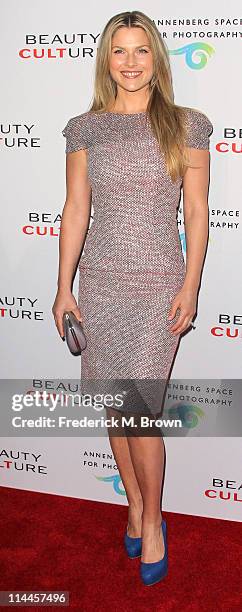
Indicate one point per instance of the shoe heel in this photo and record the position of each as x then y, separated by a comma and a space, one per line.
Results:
151, 573
132, 546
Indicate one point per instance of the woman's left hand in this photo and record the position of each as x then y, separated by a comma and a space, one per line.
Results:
186, 301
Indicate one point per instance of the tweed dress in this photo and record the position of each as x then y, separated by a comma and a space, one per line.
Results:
132, 264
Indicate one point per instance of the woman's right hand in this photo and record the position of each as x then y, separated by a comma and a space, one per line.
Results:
64, 302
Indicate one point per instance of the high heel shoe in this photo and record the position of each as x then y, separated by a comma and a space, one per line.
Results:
154, 572
132, 546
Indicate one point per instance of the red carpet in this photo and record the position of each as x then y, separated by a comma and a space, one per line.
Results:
50, 542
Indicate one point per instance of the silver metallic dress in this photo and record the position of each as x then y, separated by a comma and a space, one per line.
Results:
132, 264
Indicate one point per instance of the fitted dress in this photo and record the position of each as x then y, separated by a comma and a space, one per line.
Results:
132, 264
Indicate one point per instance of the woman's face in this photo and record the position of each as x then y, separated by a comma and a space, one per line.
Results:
131, 61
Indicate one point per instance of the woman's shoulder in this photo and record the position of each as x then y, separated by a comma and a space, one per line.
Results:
199, 128
78, 132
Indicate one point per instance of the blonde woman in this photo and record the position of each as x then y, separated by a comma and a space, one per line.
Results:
129, 155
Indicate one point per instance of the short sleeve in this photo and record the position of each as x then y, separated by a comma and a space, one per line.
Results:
199, 129
75, 133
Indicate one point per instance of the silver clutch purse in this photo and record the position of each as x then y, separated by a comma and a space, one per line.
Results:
74, 334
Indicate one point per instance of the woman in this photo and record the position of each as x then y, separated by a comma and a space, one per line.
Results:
129, 155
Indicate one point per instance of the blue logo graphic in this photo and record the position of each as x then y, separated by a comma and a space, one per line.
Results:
187, 413
199, 50
116, 480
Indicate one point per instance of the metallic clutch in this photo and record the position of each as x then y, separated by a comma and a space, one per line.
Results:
74, 334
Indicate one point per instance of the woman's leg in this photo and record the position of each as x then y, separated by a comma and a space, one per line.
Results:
121, 452
147, 455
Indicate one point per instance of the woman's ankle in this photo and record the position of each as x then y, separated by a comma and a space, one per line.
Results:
152, 519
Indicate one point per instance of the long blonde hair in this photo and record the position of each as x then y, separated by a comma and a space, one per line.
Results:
166, 118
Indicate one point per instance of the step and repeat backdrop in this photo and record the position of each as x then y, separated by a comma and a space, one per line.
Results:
47, 65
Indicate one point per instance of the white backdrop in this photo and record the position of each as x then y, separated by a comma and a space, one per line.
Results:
47, 60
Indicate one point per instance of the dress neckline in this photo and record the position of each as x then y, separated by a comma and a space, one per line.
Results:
124, 114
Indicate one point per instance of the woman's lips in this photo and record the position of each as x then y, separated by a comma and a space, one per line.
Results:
131, 74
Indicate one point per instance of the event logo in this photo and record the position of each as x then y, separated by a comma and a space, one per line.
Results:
229, 326
226, 490
42, 224
116, 481
199, 50
21, 461
187, 413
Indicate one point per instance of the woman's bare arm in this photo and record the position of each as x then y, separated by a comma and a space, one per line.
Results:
73, 230
195, 210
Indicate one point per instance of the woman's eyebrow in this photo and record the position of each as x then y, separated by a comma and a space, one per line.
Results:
119, 46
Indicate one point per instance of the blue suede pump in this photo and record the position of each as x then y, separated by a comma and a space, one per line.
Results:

....

▸ **INSTRUCTIONS FOR THE TASK**
In the data above, find each line where the string "heel" appears, then copy it.

▸ **EXPECTED ANSWER**
Indicate one point per instance of the shoe heel in this photo and record the position of each as x then y, separated by a comma and a space, one per line.
Indicate one point per instance of the high heel shoe in this photo and record the position of each as x then y, separated by a comma and a space, one per line.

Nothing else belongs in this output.